Hat jemand eine Tipp diesbezüglich? Besten Dank.


----------



## Till (16. Dez. 2013)

Hast Du es mit einer neuen oder alten webseite getestet? Das jail wird ja nur einmalig beim anlegen des ersten ssh users einer seite erstellt.


----------



## bon (17. Dez. 2013)

Hi Till,
der User (web1) hat bereits existiert, ich hatte auch bereits einen SSH-User angelegt, anschließend Jailkit angepasst. Meinst Du ich müsste den User (web1) erst wieder löschen? 
Oder kann ich den Neuaufbau des Chroots manuell nachträglich anstoßen (jk_update ?), es sind nämlich bereits ~10GB Daten im Web drin :-/

Ach und was mir auch aufgefallen ist, wenn ich den SSH-User wieder lösche belässt ispconfig die Chroot-Struktur inkl. Binarys, Libs etc. Sollte das nicht besser entfernt werden?

=======

:: Ziel A ::
Entnimm der Forumsdiskussion zu Jailkit unverändert den Abschnitt, der mit „Hat jemand eine“ beginnt und mit „einer seite erstellt.“ endet.
:: Ziel B ::
Wann wird das Jail laut Till in der Forumsdiskussion zu Jailkit erstellt?
:: Ziel C ::
Führe die Forumsdiskussion zu Jailkit im Anschluss an ihren letzten Satz fort.

:: Bereitgestellte Angaben ::

=======

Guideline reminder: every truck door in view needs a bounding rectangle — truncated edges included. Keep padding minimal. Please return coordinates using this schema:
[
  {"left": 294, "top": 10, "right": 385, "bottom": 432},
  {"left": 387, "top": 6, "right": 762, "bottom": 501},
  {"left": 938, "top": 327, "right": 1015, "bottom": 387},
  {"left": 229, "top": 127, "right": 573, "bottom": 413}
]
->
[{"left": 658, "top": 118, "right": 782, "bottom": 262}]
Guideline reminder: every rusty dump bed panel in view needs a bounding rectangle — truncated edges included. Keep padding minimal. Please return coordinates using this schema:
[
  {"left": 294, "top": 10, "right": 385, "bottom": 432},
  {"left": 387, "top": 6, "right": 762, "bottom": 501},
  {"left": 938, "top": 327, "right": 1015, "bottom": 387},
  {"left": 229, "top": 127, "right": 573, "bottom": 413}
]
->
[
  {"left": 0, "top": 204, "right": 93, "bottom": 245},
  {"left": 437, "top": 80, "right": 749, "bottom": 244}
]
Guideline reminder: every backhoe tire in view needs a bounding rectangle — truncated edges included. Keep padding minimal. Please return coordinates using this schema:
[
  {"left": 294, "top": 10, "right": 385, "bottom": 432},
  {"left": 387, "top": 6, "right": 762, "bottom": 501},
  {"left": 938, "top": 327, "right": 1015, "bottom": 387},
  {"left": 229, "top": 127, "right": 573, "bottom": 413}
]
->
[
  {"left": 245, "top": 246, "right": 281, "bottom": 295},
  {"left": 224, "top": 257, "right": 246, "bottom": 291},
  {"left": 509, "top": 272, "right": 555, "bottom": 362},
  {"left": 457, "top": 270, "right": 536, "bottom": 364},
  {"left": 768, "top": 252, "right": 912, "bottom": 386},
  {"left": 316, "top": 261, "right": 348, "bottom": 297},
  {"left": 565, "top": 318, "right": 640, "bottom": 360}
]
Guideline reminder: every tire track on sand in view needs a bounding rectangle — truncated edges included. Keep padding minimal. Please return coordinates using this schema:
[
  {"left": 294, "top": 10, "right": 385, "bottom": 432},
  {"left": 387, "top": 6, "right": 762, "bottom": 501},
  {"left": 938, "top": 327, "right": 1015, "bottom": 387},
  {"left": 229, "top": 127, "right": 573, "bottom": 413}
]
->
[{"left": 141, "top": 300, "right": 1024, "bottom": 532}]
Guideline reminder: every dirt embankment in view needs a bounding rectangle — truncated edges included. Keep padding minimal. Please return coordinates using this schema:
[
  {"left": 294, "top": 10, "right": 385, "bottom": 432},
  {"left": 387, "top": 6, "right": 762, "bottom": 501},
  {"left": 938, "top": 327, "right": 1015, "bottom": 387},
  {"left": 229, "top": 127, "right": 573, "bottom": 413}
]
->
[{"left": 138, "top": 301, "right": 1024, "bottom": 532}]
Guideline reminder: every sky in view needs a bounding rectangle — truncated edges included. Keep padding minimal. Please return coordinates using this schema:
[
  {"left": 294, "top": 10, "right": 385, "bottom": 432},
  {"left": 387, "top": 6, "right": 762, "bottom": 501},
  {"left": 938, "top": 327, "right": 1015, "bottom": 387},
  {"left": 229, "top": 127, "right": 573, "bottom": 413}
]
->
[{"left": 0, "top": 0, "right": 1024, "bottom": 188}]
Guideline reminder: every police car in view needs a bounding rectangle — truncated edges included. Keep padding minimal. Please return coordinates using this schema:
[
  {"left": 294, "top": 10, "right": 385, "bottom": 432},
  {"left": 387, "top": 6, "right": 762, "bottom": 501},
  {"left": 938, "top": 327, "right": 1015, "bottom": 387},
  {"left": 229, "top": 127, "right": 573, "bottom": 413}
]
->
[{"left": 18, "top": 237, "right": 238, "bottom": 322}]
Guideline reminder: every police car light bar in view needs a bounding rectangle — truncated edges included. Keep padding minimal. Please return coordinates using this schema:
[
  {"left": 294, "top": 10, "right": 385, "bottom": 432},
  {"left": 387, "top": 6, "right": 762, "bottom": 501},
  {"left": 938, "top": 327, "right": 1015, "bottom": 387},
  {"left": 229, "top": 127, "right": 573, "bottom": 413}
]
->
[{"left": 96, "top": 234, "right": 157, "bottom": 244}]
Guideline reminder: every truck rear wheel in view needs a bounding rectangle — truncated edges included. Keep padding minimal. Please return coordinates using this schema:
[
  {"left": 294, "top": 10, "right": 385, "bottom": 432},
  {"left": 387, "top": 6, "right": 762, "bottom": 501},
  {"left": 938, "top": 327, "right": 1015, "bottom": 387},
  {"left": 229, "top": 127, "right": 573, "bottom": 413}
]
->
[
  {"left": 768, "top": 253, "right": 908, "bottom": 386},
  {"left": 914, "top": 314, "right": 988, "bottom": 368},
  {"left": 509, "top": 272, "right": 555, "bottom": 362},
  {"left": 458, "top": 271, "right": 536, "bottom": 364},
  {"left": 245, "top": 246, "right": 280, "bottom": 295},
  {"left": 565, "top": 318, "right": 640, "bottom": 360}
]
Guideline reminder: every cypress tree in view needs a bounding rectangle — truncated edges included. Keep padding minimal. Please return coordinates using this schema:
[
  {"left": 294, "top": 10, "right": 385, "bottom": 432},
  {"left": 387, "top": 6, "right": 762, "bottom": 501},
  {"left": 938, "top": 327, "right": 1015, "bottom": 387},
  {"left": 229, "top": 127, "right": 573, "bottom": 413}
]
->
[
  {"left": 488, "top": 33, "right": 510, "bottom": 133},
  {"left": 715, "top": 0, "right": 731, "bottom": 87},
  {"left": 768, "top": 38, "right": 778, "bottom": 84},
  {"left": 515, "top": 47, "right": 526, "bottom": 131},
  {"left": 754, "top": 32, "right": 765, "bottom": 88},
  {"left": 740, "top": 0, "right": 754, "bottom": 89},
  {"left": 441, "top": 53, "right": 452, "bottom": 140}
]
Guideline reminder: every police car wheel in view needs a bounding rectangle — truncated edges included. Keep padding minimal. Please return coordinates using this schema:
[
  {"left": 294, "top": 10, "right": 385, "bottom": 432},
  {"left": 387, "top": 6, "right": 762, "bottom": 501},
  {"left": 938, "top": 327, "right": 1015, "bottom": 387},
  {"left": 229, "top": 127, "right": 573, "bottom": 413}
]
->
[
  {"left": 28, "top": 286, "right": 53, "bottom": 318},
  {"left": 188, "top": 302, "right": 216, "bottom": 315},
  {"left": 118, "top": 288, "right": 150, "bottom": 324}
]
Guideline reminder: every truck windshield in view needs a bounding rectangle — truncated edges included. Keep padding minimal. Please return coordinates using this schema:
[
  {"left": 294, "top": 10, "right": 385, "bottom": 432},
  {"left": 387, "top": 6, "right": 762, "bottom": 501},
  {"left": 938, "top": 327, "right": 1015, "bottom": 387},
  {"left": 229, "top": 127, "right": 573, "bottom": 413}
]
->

=======

:: Schriftliche Antwort A ::
Hat jemand eine Tipp diesbezüglich? Besten Dank.


----------



## Till (16. Dez. 2013)

Hast Du es mit einer neuen oder alten webseite getestet? Das jail wird ja nur einmalig beim anlegen des ersten ssh users einer seite erstellt.

:: Schriftliche Antwort B ::
Einmalig beim Anlegen des ersten SSH-Users einer Seite.

:: Schriftliche Antwort C ::
----------



## Till (17. Dez. 2013)

> Hi Till,
> der User (web1) hat bereits existiert, ich hatte auch bereits einen SSH-User angelegt, anschließend Jailkit angepasst. Meinst Du ich müsste den User (web1) erst wieder löschen?
> Oder kann ich den Neuaufbau des Chroots manuell nachträglich anstoßen (jk_update ?), es sind nämlich bereits ~10GB Daten im Web drin :-/


Ja, das sollte wahrscheilich mit jk_update gehen. Oder Du fügst einfach nur die notwendigen mysql dateien mit jk_add hinzu. Aber in beiden fällen müsstest Du es manuell auf der shell machen, da ispconfig das halt nur einmalig beim anlegen des jails macht.



> Ach und was mir auch aufgefallen ist, wenn ich den SSH-User wieder lösche belässt ispconfig die Chroot-Struktur inkl. Binarys, Libs etc. Sollte das nicht besser entfernt werden?


Nein, das ist so gewollt da ispconfig nicht wissen kann ob es irgendwelche Scripte in der webseite gibt die eine der Dateien benötigen.


----------



## bon (17. Dez. 2013)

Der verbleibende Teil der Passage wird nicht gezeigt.